■ Direction ■
Return every line of the material that contains the word "Mark", with case counting.

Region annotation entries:
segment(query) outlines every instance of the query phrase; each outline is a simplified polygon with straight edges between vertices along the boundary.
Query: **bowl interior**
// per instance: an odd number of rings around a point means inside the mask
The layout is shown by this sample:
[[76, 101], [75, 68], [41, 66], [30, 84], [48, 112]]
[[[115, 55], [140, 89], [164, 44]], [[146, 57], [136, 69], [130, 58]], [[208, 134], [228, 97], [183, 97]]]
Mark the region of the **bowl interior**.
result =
--
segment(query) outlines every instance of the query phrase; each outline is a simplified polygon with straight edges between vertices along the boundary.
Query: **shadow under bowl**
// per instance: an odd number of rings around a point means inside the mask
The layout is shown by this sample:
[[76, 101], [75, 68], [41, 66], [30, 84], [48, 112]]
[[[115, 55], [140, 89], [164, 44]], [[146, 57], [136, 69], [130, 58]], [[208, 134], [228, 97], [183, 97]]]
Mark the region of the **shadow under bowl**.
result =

■ Task answer ■
Mark the region of the **bowl interior**.
Mark the region of the **shadow under bowl**.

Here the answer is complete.